◆ SOAL TERTULIS A ◆
Alihbahasakan kalimat dari teks kutipan ini ke dalam bahasa Inggris: "Perbuatan ini menunjukkan kepandiran dan kebodohan mereka."
◆ SOAL TERTULIS B ◆
Ketik ulang seluruh bagian teks kutipan, mulai dari "Disini Allah memperingatkan" turun sampai "bukan faqir sepertimu.", persis huruf demi huruf.
◆ SOAL TERTULIS C ◆
Susunlah ulang paragraf teks kutipan yang diawali "Sebelum Islam, ketika masyarakat Arab jahiliyah" menjadi daftar butir tanpa menghilangkan fakta pokoknya.

Sebelum Islam, ketika masyarakat Arab jahiliyah melakukan penyembelihan untuk berhala-berhala. Darah-darah yang mengalir dari sembelihan itu dilumurkan pada berhala-berhala itu. Seakan-akan mereka berkata: “Kami telah menyembelih untukmu, inilah darah sembelihan”. Perbuatan ini menunjukkan kepandiran dan kebodohan mereka. Mengapa demikian? Mereka berpendapat jika berhala-berhala itu tidak dilumuri darah maka mereka tidak akan tahu kalau sembelihan itu hanya diperuntukkan berhala.
Disini Allah memperingatkan pada permasalahan tadi:(”Daging-daging unta dan darahnya itu sekali-kali tidak dapat mencapai (keridhaan) Allah....). Artinya Allah tidak akan mengambilnya sedikitpun karena pada dasarnya Dia sangat mampu memberikan kaum faqir --yang kau disuruh memberi kepada mereka -- dan Dia juga mampu menjadikan mereka bukan faqir sepertimu.

◆ CATATAN DATA ◆
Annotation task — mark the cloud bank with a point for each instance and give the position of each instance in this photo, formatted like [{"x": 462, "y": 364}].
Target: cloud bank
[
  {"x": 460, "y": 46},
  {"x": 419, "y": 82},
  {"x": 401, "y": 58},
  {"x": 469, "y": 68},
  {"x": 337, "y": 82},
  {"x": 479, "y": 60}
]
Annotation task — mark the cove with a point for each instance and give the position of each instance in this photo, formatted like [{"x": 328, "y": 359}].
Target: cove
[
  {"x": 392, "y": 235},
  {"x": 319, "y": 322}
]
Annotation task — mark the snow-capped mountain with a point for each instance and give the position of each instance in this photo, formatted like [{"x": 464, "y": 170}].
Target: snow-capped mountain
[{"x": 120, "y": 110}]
---
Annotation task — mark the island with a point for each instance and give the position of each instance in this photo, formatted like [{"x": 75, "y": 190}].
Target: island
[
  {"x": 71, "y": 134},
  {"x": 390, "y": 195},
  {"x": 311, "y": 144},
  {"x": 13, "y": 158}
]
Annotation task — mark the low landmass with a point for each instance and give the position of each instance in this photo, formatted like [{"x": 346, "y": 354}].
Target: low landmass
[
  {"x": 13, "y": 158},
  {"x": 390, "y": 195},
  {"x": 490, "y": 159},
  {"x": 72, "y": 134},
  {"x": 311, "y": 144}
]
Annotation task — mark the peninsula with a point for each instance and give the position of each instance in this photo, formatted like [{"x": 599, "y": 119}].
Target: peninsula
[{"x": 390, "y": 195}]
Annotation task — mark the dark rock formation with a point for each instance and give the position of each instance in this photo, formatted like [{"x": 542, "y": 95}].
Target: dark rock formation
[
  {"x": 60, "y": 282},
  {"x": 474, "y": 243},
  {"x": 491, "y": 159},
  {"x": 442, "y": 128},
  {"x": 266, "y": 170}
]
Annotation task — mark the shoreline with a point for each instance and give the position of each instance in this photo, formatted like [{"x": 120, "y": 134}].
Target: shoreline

◆ JAWABAN BENAR A ◆
This act shows their foolishness and ignorance.

◆ JAWABAN BENAR B ◆
Disini Allah memperingatkan pada permasalahan tadi:(”Daging-daging unta dan darahnya itu sekali-kali tidak dapat mencapai (keridhaan) Allah....). Artinya Allah tidak akan mengambilnya sedikitpun karena pada dasarnya Dia sangat mampu memberikan kaum faqir --yang kau disuruh memberi kepada mereka -- dan Dia juga mampu menjadikan mereka bukan faqir sepertimu.

◆ JAWABAN BENAR C ◆
- Sebelum Islam, masyarakat Arab jahiliyah melakukan penyembelihan untuk berhala-berhala.
- Darah yang mengalir dari sembelihan itu dilumurkan pada berhala-berhala tersebut, seakan-akan mereka berkata: "Kami telah menyembelih untukmu, inilah darah sembelihan."
- Perbuatan ini menunjukkan kepandiran dan kebodohan mereka.
- Mereka berpendapat bahwa tanpa lumuran darah, berhala-berhala itu tidak akan tahu bahwa sembelihan itu hanya diperuntukkan bagi berhala.